Activity: The job is to find each line in the entries holding the string "query" and copy that line.

——

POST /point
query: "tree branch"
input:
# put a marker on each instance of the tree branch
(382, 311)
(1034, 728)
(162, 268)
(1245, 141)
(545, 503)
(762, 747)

——

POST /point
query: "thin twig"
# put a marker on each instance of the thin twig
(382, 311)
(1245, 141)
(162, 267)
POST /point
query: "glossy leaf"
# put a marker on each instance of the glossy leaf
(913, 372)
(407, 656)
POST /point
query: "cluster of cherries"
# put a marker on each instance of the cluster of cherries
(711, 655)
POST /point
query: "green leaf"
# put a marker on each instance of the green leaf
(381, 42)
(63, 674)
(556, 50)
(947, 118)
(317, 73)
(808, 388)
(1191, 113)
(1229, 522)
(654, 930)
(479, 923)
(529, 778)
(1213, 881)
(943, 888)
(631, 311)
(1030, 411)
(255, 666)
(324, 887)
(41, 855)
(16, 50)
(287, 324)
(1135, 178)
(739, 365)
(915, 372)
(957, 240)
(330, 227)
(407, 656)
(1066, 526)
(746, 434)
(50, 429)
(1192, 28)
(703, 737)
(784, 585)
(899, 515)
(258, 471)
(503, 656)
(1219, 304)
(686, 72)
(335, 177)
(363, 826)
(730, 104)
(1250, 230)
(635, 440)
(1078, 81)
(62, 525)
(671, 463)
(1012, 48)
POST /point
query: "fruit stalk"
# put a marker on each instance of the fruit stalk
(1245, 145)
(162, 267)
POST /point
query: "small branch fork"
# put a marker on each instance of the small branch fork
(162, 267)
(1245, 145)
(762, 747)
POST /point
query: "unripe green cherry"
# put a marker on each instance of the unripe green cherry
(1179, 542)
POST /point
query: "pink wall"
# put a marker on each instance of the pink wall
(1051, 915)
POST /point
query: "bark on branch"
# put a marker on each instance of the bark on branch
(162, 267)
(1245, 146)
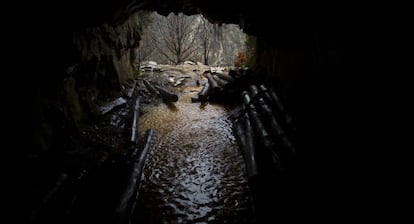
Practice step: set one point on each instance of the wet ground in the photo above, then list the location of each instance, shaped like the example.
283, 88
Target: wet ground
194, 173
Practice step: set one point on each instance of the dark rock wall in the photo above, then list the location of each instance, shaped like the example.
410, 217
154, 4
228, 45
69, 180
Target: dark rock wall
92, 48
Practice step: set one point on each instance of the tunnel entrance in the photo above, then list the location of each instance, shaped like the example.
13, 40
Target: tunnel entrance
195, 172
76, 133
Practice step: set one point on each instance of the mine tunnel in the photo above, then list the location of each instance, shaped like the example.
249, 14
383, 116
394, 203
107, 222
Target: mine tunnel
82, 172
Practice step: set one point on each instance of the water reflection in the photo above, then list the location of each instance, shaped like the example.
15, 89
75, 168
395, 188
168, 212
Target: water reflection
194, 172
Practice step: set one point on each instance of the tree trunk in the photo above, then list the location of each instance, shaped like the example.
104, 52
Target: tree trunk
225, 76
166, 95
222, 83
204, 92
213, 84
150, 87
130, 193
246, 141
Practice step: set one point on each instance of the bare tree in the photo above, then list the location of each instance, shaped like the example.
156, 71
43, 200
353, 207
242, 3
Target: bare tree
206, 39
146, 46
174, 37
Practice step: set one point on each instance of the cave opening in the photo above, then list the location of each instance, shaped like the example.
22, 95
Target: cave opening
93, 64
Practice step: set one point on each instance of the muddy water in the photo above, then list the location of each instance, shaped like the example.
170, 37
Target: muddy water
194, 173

——

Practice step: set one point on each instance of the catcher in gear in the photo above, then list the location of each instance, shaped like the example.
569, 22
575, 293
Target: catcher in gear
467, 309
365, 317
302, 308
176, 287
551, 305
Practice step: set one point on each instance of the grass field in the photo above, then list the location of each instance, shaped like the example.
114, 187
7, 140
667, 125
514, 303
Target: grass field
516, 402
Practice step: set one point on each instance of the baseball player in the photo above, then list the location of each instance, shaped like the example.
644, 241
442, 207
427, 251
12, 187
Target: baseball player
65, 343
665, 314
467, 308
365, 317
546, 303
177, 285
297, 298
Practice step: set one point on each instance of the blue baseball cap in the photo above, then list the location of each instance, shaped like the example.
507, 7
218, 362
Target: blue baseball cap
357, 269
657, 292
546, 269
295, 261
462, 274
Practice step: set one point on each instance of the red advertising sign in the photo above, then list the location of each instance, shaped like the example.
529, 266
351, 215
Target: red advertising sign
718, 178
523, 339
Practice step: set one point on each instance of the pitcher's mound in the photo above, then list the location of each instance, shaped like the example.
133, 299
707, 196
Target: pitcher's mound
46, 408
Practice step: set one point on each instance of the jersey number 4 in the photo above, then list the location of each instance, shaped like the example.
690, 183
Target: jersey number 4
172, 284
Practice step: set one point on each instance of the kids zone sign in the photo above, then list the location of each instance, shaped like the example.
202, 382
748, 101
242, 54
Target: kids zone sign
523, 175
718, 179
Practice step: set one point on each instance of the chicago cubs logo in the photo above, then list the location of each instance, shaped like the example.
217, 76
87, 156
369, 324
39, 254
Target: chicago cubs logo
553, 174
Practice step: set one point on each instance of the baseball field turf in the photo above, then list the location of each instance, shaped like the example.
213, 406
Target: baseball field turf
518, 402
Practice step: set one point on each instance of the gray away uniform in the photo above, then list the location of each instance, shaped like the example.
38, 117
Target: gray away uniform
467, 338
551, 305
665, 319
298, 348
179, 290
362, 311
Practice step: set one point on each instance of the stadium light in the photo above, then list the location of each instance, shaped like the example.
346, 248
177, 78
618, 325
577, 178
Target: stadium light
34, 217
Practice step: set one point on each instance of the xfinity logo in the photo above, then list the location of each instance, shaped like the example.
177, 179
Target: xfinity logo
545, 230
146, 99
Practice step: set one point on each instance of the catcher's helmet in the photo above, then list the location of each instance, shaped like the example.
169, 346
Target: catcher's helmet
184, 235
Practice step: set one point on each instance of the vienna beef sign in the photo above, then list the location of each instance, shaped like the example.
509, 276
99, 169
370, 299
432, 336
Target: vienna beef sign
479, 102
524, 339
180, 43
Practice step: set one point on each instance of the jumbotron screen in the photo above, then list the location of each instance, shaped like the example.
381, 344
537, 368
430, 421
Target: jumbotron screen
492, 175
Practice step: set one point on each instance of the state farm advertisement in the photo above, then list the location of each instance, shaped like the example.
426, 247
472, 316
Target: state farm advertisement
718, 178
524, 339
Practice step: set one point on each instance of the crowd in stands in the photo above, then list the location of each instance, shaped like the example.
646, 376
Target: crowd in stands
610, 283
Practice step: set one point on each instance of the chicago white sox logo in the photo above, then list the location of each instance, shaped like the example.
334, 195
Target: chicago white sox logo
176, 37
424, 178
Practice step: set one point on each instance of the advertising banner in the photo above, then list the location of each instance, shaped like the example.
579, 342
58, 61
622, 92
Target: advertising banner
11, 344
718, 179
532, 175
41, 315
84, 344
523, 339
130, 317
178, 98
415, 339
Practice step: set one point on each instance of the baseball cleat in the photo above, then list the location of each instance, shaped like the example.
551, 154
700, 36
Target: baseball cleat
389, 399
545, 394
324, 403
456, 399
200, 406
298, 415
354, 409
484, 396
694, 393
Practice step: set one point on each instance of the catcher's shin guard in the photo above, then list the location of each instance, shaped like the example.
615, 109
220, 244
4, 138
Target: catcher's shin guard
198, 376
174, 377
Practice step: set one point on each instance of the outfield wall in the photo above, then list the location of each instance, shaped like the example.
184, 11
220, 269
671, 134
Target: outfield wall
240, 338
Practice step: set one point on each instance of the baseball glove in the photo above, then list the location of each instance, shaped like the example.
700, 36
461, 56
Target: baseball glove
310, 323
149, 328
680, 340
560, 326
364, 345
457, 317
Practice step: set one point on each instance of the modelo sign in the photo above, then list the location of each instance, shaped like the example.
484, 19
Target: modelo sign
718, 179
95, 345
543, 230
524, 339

——

Result of the exercise:
query: "tree branch"
query: "thin twig"
query: "glossy leaf"
query: "cluster of cherries"
query: "green leaf"
query: "fruit stalk"
query: "small branch fork"
query: "unripe green cherry"
query: "pink wall"
query: "bark on branch"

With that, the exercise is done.